Extracto del documento →
━━━━━━━━

Ser dominicana es como vivir en un eterno carnaval, cual Caperucita, en el que tienes que recordar
cómo respirar mientras aprendes a bailar y a defenderte. Por suerte, el amor siempre exalta los
recuerdos buenos y por eso en mi trabajo la dominicanidad se manifiesta como un acto de devoción a la niña que fui, una especie de altar a las experiencias vividas. En un performance se revela
oyendo palos, encendiendo una vela, embarrándome de Vicks o haciendo una avena.
Ahora que he vivido más tiempo en los Estados Unidos que en República Dominicana, y dado el
clima político en el que vivimos, mi dominicanidad se manifiesta como un acto consciente por contar
y preservar nuestras historias. Siempre con la conciencia de que pude haber nacido en cualquier
otro sitio y de que lo que puedo ofrecer es mi punto de vista.
Si coloco ambas manos sobre mis costillas y respiro profundo, siento el sube y baja de memorias que
va expandiendo mi caja torácica. Mi madre emigró en el año 87, después de haber perdido su
trabajo. El nuevo gobierno trajo su propia gente y de la noche a la mañana cientos de empleados
como ella perdieron su única forma de sustento. Sintiéndose sin opciones, al igual que tantos otros,
decidió irse a Estados Unidos en busca de oportunidades. Era la primera vez que nos separábamos
de ella por más de las dos o tres semanas que compartíamos con mi padre cada verano. Yo tenía
once años y mi hermana doce.

━━━━━━━━

Datos de origen →
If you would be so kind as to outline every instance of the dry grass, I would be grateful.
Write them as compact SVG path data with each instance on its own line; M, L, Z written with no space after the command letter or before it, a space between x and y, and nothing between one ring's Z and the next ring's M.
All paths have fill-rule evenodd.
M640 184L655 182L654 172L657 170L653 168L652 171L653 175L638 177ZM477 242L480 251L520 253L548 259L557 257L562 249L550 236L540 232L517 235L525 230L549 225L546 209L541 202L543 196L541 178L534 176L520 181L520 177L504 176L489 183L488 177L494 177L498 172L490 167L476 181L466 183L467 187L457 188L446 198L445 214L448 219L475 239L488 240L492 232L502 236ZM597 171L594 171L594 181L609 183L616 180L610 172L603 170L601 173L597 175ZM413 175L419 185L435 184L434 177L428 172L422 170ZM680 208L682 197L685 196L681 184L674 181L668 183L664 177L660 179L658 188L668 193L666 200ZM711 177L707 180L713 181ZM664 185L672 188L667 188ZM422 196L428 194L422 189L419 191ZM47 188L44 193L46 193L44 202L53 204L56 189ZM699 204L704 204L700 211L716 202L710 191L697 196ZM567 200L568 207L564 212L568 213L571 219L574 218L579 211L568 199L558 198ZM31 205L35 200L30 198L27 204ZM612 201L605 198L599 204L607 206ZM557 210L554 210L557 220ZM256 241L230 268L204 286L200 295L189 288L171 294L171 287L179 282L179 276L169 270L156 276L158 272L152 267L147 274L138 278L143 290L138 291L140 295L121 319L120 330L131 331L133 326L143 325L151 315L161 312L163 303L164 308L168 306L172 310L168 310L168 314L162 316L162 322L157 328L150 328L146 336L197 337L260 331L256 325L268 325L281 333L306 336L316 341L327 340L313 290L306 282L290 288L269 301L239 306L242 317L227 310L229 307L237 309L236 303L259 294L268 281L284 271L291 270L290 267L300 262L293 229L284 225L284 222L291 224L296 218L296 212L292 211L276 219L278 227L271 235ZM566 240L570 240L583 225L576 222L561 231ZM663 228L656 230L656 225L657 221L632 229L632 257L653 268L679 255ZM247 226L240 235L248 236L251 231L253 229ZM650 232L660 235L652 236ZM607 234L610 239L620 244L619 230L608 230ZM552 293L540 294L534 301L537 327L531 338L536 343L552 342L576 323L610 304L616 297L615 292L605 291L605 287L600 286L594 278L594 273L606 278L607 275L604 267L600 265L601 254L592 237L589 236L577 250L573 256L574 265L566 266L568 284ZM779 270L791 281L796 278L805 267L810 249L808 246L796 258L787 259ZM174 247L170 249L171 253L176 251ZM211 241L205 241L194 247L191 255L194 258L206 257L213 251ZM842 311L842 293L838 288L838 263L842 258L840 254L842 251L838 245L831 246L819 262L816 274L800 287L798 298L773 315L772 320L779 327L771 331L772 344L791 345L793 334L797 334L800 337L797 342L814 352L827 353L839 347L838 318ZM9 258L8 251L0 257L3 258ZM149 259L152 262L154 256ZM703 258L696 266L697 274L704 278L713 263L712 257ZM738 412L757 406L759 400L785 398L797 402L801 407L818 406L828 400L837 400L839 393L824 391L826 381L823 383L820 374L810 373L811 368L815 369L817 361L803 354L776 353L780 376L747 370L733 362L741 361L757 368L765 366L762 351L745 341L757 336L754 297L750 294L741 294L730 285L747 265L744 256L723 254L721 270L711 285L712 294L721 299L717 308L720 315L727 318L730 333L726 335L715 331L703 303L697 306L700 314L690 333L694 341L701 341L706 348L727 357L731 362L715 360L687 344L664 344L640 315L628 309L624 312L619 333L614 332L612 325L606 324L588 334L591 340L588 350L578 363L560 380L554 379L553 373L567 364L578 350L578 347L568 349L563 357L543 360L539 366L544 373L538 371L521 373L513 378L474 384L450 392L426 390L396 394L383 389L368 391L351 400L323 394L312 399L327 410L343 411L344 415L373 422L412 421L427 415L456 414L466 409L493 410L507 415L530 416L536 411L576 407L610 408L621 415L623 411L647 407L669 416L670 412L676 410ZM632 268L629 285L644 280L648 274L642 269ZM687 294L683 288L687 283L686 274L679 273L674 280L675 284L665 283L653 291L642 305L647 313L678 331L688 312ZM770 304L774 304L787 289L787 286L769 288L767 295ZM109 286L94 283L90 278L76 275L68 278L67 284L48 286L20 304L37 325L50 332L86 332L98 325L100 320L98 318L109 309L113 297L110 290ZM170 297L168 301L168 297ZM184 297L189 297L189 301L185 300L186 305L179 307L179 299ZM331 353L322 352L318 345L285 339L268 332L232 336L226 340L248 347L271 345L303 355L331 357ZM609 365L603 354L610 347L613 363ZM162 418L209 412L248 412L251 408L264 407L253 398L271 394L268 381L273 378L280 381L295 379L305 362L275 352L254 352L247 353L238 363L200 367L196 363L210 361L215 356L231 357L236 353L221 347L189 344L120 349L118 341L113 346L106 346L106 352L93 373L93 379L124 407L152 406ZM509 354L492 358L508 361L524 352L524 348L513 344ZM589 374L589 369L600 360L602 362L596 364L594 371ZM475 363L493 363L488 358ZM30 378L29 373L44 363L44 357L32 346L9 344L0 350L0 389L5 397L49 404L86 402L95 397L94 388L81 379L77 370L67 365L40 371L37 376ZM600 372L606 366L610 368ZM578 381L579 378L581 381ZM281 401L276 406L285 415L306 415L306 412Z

━━━━━━━━

Requisitos del ejercicio →
a) Según el texto sobre la dominicanidad, ¿en qué año emigró la madre de quien narra?
b) Prolonga el texto sobre la dominicanidad a partir de su última oración.

Respuestas esperadas →
a) En el año 87.

b)
El pecho se me va inflando, escucho mi respiración como una ola de mar. Mami había viajado
legalmente de Santo Domingo a Nicaragua; de ahí a México. Pero sin visa para ingresar a los
Estados Unidos, tuvo que correr para cruzar la frontera por San Diego. Esta ruta no era tan común
para los dominicanos, por lo general entraban por Puerto Rico, que quedaba más cerca, pero mami
no sabe nadar.
Al llegar a la frontera, el Coyote, su guía, le dijo que se deshiciera de su pasaporte porque no lo iba a
necesitar. Mami decidió guardarlo en sus panties, para poder ser identificada en caso de que no lo
lograra cruzar. Llegar a los Estados Unidos le tomó casi un mes, hasta los zapatos le robaron en el
camino. A ella le escribí el poema “Bendición”, que ha sido incluido en varias antologías.
En lo que mami llegaba, mi hermana y yo esperábamos noticias en casa. El día que lo consiguió
estábamos jugando vitilla, la versión local del béisbol, frente a la casa. El bate era un palo de escoba
y la “pelota” la tapa de uno de esos botellones de agua gigantes. Mi tía Carmen llegó con la lengua
afuera a avisarnos que mami ya había llegado. Como en casa no había teléfono, salimos corriendo a
esperar que mami llamara a casa de mi tía. Todavía recuerdo las piedrecitas enterrándose en mi
talón mientras pasaba, cual Correcaminos, la carnicería de Goyo, la escuela Socorro Sánchez y el
puente seco.
Respirando desde el nerviosismo y la ansiedad, subimos tres pisos hasta el apartamento
de tía Carmen. Antes de que el teléfono sonara ya nosotras estábamos llorando. No me acuerdo
quien habló primero, pero sé que escuchar la voz de mami era la única curita que necesitaban mis
pies.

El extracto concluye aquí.